THE TASK.
Print every record below exactly, minus the pictures.

DATA EXCERPTS.
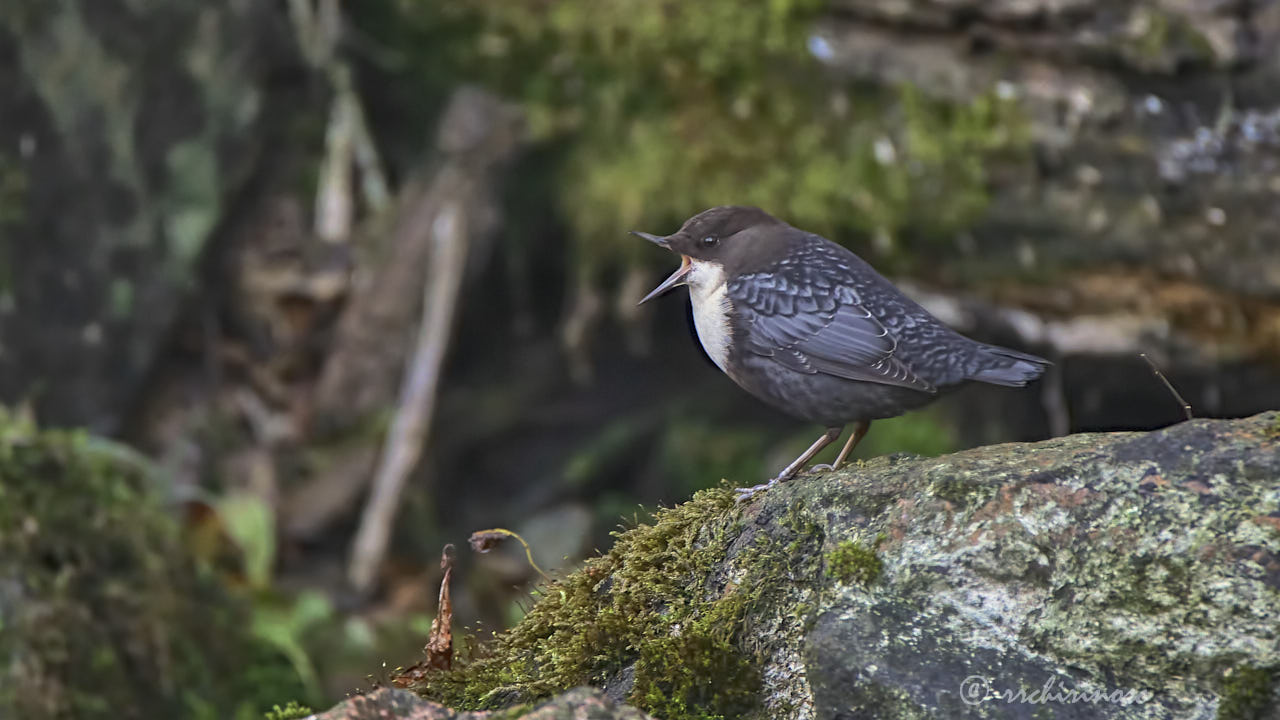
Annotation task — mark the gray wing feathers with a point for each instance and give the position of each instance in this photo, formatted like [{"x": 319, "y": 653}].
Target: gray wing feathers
[{"x": 818, "y": 327}]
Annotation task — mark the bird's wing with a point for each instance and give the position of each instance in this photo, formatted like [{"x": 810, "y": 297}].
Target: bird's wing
[{"x": 808, "y": 317}]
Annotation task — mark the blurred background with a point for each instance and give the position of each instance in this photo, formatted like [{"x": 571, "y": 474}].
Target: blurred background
[{"x": 343, "y": 282}]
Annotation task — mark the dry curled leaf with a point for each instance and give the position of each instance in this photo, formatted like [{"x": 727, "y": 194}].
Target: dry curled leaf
[{"x": 439, "y": 643}]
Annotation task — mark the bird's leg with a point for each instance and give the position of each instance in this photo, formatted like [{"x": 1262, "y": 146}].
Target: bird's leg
[
  {"x": 796, "y": 465},
  {"x": 859, "y": 431}
]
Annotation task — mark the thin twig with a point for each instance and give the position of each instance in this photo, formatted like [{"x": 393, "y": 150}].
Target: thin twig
[
  {"x": 1187, "y": 406},
  {"x": 483, "y": 541},
  {"x": 403, "y": 446}
]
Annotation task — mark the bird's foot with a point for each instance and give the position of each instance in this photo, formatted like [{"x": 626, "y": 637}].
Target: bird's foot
[{"x": 746, "y": 493}]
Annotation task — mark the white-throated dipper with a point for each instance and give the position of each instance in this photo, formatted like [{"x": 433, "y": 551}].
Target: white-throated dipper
[{"x": 810, "y": 328}]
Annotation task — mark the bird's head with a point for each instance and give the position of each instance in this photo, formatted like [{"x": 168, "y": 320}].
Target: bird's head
[{"x": 717, "y": 242}]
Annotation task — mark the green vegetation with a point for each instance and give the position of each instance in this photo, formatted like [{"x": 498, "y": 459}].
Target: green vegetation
[
  {"x": 1248, "y": 693},
  {"x": 659, "y": 109},
  {"x": 114, "y": 619},
  {"x": 641, "y": 610},
  {"x": 291, "y": 711},
  {"x": 851, "y": 563}
]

REPLY TO THE EXERCISE.
Annotation task — mark the gray wing feathers with a point for each instance and give the position of each instance in this photo, formatted like [{"x": 319, "y": 653}].
Target: gray wing feathers
[{"x": 818, "y": 327}]
Annotation task — mark the bird's wing with a point for each instance and give the position of each instance in this photo, formatted like [{"x": 810, "y": 297}].
Target: bird's wing
[{"x": 808, "y": 317}]
Annotation task — mark the blurred background with a point for each instance and give the position of each instance in this photo, formatted like [{"x": 571, "y": 474}].
Target: blurred background
[{"x": 343, "y": 282}]
Annotation task — mark the dry curled leaf with a point for each instance and give the position of each instance in this photo, formatted like [{"x": 727, "y": 194}].
Target: dry curled leaf
[{"x": 439, "y": 643}]
Annotation task — mark the bird's leg with a point for each instance and give the position of each instance in this photo, formatted like [{"x": 1262, "y": 146}].
Target: bird's leg
[
  {"x": 796, "y": 465},
  {"x": 859, "y": 431}
]
Annotation task — mark the thin twig with a point for each instance and give the position of each instance in this photo, formatted like [{"x": 393, "y": 150}].
Target: thin twig
[
  {"x": 1187, "y": 406},
  {"x": 483, "y": 541},
  {"x": 403, "y": 446}
]
Annotation task — mark the bird's foot with a point for each instance and give the position of each instance in this photo, formatted like [{"x": 626, "y": 637}].
Target: bird's foot
[{"x": 746, "y": 493}]
Annotation task — mark the white-throated dipper with a point for each instance and give the position of each instance in this photo, formatted like [{"x": 433, "y": 551}].
Target: white-throated dipper
[{"x": 810, "y": 328}]
Annotation task — mark the bird's head with a point for each instance and give the position of each instance in this photo, formatted like [{"x": 168, "y": 320}].
Target: bird's head
[{"x": 717, "y": 242}]
Annotation task — mark the green vegetation with a point for each instance and give the position of each instance in this photo, formatted like [{"x": 498, "y": 459}].
Target: green vegetation
[
  {"x": 1248, "y": 693},
  {"x": 659, "y": 109},
  {"x": 114, "y": 619},
  {"x": 641, "y": 610},
  {"x": 291, "y": 711},
  {"x": 851, "y": 563}
]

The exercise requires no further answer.